*文書抜粋*:
##########
また,1985年のCIOMS(Council for International Organizations of Medical Sciences)の「International Nomenclature of Diseases」の中でも,このことについて「コレラという言葉はコレラ毒素産生性ビブリオコレレO1(toxino-genic V. cholerae serogroupO1)によって起こった病気にのみ用いるべきである。」と記載されている。
一方,我が国でも早くからコレラエンテロトキシン非産生性コレラ菌に関する研究が行われ,その進展とともに関連研究者等から,その取扱いについて行政的に検討を行うように要望があった。
そこで,今般,コレラエンテロトキシン非産生性コレラ菌の行政上の取扱いについて検討を行うこととし,昨年9月以降3回にわたってコレラ小委員会を開催し,この問題について検討を行った。
なお,最近,コレラ菌混合血清でビブリオコレレO1と共通抗原を有するコレラ類似菌の検出が相次ぎ,これに対する行政上の対応についても併せて検討を行った。
検討結果について
1.コレラエンテロトキシン非産生性コレラ菌の行政上の取扱いについて
コレラエンテロトキシン非産生性コレラ菌の取扱いについて,基礎医学,臨床,行政面から種々検討が行われた結果,下記のように取扱うことが望ましいという意見が多数を占めた。
(1)ビブリオコレレO1で,かつ,コレラエンテロトキシンを産生する菌のみを,行政上の防疫対策の対象とする。
##########
*データ一覧*:
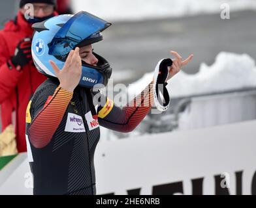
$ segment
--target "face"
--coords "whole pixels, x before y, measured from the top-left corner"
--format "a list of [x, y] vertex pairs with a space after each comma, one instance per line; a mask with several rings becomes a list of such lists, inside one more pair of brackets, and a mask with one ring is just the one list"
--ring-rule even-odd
##########
*作業指示*: 文書抜粋のうち、「一方,我が国でも早くからコレ」で始まり「政上の防疫対策の対象とする。」で終わる部分を、一字一句変えずに書き写してください。

*解答欄*:
一方,我が国でも早くからコレラエンテロトキシン非産生性コレラ菌に関する研究が行われ,その進展とともに関連研究者等から,その取扱いについて行政的に検討を行うように要望があった。
そこで,今般,コレラエンテロトキシン非産生性コレラ菌の行政上の取扱いについて検討を行うこととし,昨年9月以降3回にわたってコレラ小委員会を開催し,この問題について検討を行った。
なお,最近,コレラ菌混合血清でビブリオコレレO1と共通抗原を有するコレラ類似菌の検出が相次ぎ,これに対する行政上の対応についても併せて検討を行った。
検討結果について
1.コレラエンテロトキシン非産生性コレラ菌の行政上の取扱いについて
コレラエンテロトキシン非産生性コレラ菌の取扱いについて,基礎医学,臨床,行政面から種々検討が行われた結果,下記のように取扱うことが望ましいという意見が多数を占めた。
(1)ビブリオコレレO1で,かつ,コレラエンテロトキシンを産生する菌のみを,行政上の防疫対策の対象とする。